== Exercise details ==
Gather and copy out every row below that contains the word "dense". Case counts, so copy only the rows where the word appears with that same capitalization.

--- Begin Supplied records ---

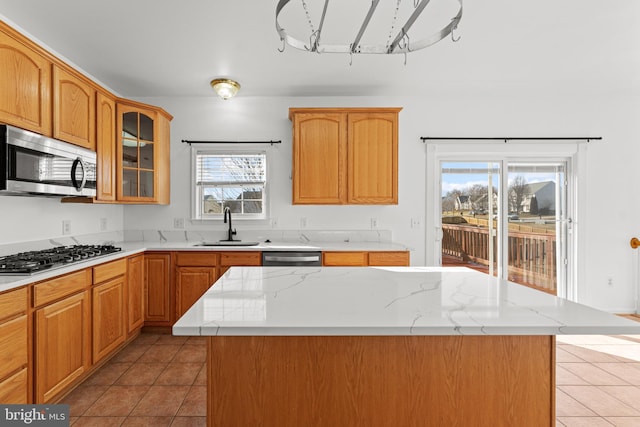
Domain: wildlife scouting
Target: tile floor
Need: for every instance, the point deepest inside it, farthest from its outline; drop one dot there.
(159, 380)
(598, 380)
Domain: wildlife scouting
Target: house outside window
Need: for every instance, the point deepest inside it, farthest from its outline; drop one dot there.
(230, 179)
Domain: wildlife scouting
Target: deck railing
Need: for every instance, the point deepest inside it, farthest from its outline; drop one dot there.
(532, 255)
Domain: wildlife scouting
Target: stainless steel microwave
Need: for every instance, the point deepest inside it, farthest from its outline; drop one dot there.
(35, 165)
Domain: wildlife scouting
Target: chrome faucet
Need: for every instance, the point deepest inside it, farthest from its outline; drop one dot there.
(232, 232)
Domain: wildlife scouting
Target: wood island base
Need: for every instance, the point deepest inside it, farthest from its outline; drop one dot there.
(381, 381)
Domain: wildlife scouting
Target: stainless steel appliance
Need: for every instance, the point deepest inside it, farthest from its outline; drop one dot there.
(28, 263)
(292, 258)
(35, 165)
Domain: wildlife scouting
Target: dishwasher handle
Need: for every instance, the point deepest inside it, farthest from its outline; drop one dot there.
(313, 258)
(292, 258)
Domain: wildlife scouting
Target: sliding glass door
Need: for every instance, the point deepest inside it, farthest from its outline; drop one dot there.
(507, 218)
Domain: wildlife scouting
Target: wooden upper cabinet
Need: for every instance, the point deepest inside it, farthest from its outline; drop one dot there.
(319, 158)
(74, 108)
(106, 146)
(25, 85)
(345, 156)
(142, 141)
(373, 158)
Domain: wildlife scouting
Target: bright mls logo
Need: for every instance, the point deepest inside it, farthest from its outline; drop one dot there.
(34, 415)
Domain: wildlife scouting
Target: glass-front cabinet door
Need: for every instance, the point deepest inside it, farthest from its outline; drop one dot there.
(136, 154)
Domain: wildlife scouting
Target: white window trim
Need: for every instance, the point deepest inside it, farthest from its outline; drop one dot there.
(574, 150)
(230, 149)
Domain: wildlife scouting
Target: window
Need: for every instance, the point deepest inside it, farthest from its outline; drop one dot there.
(234, 180)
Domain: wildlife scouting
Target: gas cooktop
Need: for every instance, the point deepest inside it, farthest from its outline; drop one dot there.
(32, 262)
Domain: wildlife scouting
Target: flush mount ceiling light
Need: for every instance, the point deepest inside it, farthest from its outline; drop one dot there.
(382, 30)
(225, 88)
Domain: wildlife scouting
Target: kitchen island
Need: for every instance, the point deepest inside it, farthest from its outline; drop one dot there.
(383, 346)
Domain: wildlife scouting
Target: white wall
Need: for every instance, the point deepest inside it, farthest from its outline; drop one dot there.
(611, 206)
(24, 219)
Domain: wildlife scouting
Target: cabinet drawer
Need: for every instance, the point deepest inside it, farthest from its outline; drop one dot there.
(13, 345)
(13, 302)
(54, 289)
(109, 270)
(197, 259)
(241, 258)
(355, 259)
(389, 258)
(14, 389)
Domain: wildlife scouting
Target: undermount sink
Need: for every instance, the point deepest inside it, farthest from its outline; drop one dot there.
(228, 243)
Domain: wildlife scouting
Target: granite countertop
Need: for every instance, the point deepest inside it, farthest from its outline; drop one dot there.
(134, 247)
(385, 301)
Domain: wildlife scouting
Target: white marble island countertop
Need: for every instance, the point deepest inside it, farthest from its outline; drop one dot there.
(297, 301)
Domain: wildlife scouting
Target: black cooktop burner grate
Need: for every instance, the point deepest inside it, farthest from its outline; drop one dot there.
(26, 263)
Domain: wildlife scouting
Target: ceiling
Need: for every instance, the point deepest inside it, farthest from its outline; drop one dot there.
(151, 48)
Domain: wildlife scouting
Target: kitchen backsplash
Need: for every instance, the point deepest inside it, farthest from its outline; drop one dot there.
(297, 236)
(159, 236)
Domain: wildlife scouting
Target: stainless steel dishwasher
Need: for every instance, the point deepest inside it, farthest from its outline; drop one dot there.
(292, 258)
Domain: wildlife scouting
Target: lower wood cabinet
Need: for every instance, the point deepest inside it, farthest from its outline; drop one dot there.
(191, 284)
(62, 344)
(14, 347)
(195, 272)
(108, 317)
(14, 389)
(157, 289)
(364, 258)
(135, 293)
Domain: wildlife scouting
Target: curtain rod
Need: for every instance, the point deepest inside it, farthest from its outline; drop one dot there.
(231, 142)
(510, 138)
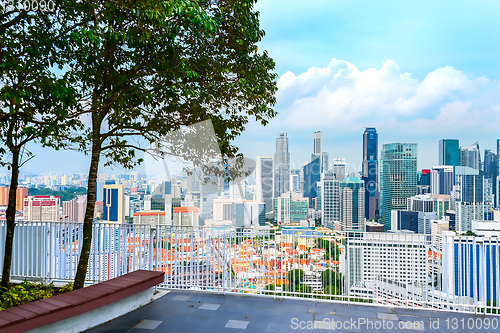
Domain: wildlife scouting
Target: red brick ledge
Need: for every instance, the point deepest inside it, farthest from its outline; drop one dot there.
(36, 314)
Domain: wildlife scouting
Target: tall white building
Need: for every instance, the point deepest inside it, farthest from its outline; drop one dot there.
(473, 195)
(241, 213)
(237, 189)
(281, 165)
(352, 204)
(442, 179)
(339, 168)
(74, 210)
(41, 208)
(264, 181)
(397, 257)
(330, 201)
(470, 156)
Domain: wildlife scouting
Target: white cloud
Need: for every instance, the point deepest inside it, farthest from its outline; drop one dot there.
(341, 97)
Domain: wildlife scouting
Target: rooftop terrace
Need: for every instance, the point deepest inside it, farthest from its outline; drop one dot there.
(190, 311)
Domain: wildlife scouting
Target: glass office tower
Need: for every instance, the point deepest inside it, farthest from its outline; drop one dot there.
(398, 178)
(449, 152)
(370, 172)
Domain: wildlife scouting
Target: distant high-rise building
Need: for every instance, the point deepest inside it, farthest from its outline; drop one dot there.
(449, 152)
(237, 189)
(325, 166)
(113, 203)
(442, 179)
(289, 208)
(186, 216)
(424, 177)
(264, 180)
(339, 168)
(498, 156)
(281, 165)
(41, 208)
(318, 151)
(330, 207)
(473, 195)
(21, 193)
(74, 210)
(99, 190)
(470, 156)
(491, 168)
(490, 163)
(318, 143)
(370, 172)
(352, 207)
(398, 178)
(312, 175)
(294, 181)
(209, 192)
(193, 181)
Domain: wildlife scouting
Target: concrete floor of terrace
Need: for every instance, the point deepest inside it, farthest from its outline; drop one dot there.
(190, 312)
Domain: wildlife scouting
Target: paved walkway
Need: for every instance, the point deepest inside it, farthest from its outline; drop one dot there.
(187, 311)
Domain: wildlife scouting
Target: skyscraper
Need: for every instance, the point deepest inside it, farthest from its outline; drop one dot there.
(398, 178)
(473, 194)
(339, 168)
(370, 172)
(325, 165)
(442, 179)
(352, 207)
(498, 156)
(289, 208)
(281, 165)
(312, 175)
(318, 151)
(449, 152)
(318, 143)
(41, 208)
(113, 203)
(330, 206)
(470, 156)
(491, 168)
(264, 182)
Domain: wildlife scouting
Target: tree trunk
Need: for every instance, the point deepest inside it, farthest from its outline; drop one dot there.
(10, 216)
(81, 271)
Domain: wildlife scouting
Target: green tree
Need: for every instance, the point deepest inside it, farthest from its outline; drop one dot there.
(34, 102)
(147, 68)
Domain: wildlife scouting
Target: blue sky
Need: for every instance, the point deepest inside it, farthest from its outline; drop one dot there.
(418, 71)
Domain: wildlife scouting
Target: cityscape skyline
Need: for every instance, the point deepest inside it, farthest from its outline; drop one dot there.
(419, 77)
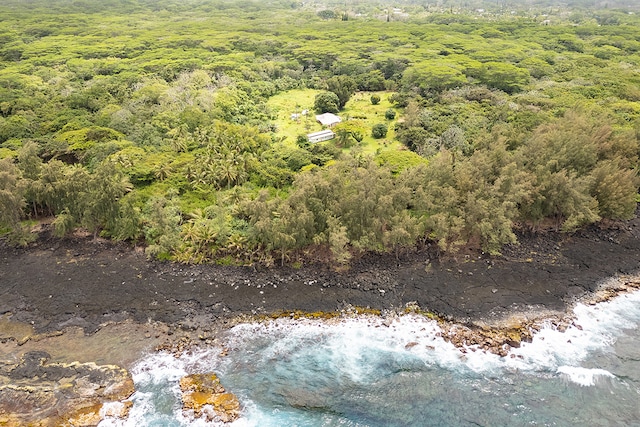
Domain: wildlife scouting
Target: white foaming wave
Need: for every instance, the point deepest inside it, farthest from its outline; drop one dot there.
(584, 376)
(350, 344)
(162, 371)
(353, 346)
(595, 327)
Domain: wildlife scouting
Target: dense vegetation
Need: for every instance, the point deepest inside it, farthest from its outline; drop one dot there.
(167, 123)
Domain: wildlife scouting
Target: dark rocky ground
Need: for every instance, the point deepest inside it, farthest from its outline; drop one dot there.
(82, 282)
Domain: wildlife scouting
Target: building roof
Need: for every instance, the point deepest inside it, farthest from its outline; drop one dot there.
(325, 132)
(328, 119)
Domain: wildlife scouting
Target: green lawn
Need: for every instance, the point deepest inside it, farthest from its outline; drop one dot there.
(358, 108)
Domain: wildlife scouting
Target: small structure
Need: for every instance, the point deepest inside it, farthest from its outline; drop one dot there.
(323, 135)
(328, 119)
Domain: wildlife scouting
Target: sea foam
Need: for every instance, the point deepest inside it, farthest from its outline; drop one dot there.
(302, 363)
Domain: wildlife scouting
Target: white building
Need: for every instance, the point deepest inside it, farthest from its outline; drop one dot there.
(323, 135)
(328, 119)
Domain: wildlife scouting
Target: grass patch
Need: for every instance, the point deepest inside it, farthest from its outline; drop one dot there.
(358, 108)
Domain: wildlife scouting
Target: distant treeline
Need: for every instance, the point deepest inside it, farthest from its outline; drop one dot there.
(151, 124)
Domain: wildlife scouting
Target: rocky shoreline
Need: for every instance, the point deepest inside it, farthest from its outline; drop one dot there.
(57, 293)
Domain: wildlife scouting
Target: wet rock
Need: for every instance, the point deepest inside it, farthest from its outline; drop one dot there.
(34, 392)
(205, 396)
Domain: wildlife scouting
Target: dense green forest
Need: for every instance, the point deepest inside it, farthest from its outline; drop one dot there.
(181, 125)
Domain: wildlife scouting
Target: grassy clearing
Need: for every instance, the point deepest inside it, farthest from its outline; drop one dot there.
(358, 108)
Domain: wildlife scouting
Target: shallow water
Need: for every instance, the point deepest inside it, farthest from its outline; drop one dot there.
(359, 372)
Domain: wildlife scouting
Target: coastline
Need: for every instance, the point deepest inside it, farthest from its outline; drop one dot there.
(88, 301)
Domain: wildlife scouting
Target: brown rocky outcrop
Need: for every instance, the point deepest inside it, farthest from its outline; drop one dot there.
(34, 392)
(205, 396)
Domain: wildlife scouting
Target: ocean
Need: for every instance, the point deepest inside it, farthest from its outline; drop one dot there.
(369, 371)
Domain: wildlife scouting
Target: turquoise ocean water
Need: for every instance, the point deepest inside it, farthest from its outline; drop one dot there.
(372, 372)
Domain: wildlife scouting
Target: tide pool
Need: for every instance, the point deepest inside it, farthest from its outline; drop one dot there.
(400, 372)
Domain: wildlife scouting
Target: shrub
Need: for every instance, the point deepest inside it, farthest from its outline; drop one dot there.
(379, 130)
(390, 114)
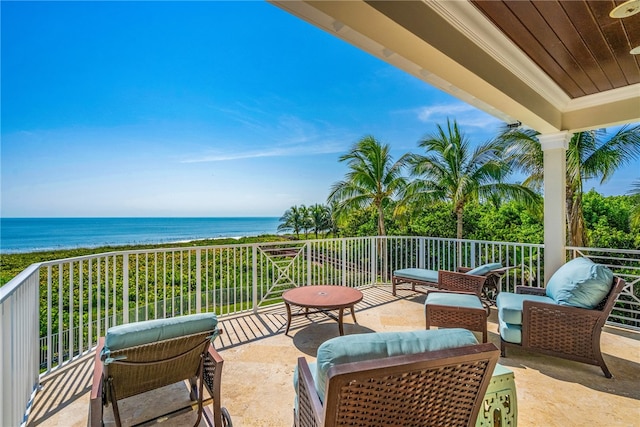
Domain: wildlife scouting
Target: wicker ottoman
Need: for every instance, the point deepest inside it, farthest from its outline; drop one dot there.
(456, 310)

--- End Supplied records ---

== The completed task ==
Target: dense vegetation
Target: dense green forest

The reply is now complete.